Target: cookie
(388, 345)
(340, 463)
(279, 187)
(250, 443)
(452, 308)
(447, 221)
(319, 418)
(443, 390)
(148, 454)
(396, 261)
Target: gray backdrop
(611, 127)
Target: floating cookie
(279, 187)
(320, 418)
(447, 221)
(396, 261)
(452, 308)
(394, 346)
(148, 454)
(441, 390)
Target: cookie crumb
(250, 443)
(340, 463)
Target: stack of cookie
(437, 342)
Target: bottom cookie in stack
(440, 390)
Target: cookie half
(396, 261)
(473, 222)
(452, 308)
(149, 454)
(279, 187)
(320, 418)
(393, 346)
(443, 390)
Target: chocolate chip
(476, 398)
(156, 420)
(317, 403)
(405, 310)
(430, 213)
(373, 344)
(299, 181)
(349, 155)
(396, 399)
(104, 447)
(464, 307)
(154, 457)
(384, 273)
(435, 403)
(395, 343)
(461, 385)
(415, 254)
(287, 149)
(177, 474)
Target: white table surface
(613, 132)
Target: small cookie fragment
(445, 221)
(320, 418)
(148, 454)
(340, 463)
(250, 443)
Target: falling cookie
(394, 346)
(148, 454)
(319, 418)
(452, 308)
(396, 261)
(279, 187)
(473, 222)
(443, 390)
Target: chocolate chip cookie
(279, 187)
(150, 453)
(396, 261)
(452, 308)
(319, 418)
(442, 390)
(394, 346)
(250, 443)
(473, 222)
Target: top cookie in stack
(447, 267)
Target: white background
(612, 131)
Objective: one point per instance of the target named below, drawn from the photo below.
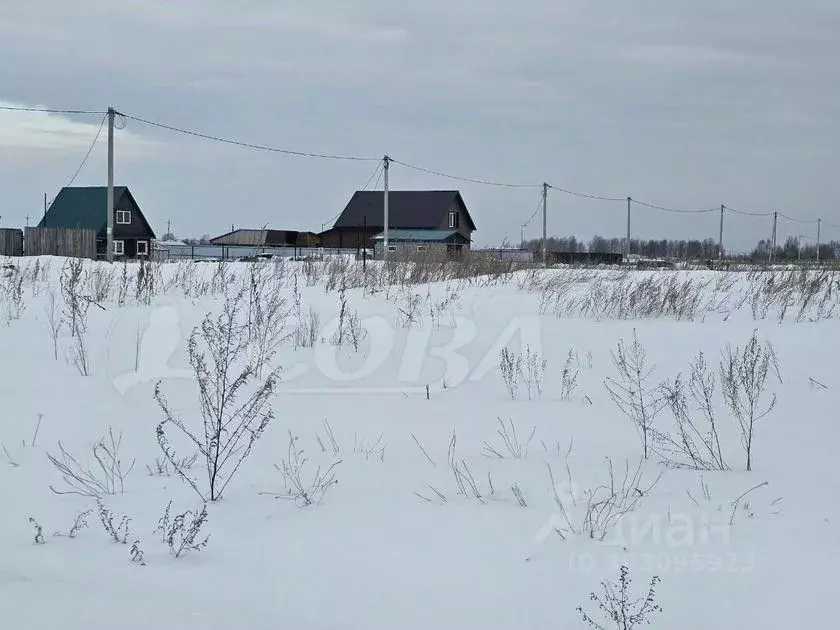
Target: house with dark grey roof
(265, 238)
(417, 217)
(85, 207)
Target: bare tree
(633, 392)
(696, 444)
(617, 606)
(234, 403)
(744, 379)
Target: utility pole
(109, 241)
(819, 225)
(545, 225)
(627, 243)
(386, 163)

...

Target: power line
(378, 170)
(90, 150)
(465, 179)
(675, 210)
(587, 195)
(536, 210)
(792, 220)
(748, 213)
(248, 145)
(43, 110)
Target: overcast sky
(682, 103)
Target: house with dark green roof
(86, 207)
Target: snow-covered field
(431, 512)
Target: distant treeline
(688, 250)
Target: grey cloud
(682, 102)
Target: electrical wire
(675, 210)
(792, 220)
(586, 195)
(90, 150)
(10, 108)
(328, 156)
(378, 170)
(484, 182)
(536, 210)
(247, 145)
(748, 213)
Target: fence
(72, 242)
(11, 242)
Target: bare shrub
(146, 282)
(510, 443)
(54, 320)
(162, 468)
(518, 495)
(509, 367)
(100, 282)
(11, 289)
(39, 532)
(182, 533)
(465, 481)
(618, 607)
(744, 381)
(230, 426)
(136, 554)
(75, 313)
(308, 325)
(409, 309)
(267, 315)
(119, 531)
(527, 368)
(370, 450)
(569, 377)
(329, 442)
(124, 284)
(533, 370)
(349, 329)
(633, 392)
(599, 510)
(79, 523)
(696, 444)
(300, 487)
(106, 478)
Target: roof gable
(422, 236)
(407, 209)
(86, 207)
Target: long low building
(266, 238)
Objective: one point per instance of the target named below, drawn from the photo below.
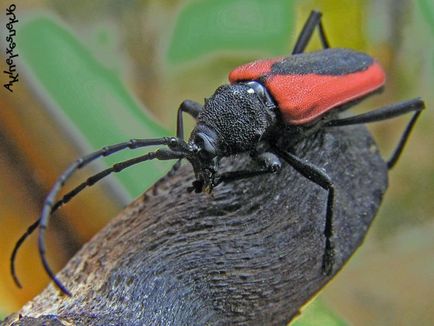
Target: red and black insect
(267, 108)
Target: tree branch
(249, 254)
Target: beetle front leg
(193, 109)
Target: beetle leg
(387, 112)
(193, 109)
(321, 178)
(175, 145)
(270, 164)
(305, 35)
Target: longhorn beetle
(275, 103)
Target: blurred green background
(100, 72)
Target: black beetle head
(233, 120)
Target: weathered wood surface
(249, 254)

▸ **Exercise aim**: Count the lines in the records above that contain the string "white", matching case exactly, and reply with the number alone.

▸ **Response**: 2